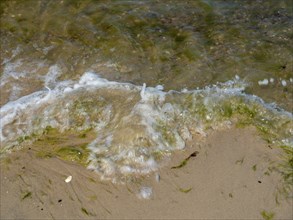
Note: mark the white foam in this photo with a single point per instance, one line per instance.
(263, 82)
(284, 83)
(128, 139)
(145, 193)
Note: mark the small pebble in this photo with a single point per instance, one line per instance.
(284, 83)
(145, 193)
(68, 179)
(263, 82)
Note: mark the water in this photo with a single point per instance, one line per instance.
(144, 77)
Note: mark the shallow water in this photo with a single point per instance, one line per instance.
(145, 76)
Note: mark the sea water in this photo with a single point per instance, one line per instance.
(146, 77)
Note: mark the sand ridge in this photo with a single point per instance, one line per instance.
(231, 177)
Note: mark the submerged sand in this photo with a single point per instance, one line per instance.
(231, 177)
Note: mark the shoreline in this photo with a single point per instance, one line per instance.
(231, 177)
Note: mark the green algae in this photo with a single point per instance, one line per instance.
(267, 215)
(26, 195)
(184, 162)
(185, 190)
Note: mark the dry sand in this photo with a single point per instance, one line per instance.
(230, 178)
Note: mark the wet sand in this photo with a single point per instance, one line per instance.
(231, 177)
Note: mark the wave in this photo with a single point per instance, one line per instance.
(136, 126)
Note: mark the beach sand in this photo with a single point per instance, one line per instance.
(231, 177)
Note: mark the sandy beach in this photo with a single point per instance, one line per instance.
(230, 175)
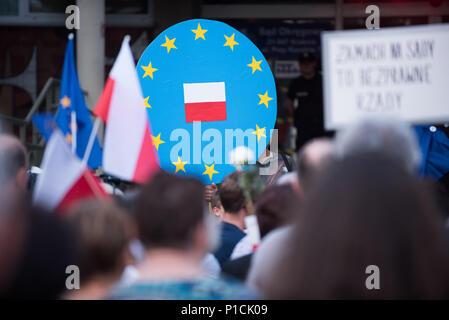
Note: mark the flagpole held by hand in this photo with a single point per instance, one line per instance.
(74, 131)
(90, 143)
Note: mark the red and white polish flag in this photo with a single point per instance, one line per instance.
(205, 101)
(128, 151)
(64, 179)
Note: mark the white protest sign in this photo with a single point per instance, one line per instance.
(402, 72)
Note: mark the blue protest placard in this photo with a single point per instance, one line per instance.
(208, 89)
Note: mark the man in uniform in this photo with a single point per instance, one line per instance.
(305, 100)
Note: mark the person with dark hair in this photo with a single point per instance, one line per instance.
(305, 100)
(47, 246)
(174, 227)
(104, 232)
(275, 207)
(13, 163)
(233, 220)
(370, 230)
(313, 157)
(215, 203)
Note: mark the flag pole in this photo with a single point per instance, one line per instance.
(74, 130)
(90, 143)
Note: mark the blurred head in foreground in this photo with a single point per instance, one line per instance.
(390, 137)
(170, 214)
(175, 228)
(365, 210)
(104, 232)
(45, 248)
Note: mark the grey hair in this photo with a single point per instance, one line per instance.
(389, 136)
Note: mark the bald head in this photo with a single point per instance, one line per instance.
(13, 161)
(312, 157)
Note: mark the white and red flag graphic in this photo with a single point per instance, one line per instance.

···

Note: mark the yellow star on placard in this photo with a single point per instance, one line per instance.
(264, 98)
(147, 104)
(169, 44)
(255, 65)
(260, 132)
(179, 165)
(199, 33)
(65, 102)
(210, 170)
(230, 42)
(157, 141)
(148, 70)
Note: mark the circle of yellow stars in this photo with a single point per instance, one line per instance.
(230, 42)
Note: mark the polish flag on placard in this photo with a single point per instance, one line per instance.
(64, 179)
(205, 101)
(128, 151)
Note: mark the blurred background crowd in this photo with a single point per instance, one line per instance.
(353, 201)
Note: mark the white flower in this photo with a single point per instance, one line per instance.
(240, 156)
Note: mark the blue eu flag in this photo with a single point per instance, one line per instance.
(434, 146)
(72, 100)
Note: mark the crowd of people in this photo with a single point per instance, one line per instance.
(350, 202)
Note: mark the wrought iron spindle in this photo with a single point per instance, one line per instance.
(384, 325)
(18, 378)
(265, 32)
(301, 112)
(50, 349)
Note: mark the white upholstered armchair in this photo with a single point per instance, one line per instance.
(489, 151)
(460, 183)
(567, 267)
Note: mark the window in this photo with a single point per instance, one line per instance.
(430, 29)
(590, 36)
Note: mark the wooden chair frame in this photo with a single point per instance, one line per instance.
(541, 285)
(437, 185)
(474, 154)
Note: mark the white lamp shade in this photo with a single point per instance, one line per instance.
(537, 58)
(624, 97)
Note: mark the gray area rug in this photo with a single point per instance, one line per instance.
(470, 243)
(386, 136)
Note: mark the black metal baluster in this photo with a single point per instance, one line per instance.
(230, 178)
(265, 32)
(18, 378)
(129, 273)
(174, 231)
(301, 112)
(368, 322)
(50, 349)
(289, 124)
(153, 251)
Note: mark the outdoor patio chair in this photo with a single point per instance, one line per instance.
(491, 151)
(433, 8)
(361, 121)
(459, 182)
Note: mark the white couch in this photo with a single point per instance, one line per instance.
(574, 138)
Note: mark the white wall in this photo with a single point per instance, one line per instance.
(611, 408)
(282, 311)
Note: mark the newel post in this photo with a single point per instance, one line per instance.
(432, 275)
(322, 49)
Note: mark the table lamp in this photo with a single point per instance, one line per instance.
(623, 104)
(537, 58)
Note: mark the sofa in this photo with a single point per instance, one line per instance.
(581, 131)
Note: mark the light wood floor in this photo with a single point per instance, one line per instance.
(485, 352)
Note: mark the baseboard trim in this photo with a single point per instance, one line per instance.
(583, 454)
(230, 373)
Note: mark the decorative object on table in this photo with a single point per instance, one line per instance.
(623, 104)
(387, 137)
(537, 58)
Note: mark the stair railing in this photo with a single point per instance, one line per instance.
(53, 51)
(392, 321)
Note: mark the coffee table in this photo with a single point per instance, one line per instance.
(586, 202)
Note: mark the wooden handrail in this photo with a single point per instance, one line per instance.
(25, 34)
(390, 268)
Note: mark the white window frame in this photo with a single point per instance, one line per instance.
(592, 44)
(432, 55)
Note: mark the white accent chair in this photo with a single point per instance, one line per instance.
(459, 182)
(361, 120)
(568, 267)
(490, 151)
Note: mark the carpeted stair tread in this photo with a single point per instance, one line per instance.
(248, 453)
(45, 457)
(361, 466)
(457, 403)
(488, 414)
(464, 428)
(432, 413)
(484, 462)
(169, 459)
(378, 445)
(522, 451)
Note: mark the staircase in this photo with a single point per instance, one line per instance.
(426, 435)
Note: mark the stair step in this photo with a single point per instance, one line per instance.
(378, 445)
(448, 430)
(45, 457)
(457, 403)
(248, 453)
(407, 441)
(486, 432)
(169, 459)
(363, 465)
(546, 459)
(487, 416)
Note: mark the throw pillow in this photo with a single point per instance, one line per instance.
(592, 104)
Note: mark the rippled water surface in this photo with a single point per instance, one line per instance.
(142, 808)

···

* **REQUIREMENTS**
Select every line of the data above that contains the word "placard", and copy each one. Case counts.

* **OUTPUT OF THE EXERCISE**
Note: mark the blue protest placard in this photo with a single point per instance, one line per instance.
Note: mark the yellow star on placard in this photo with a single point per instance, one line per instance.
Note: mark the polish flag on placard in this photo with a single point per instance, one line per instance.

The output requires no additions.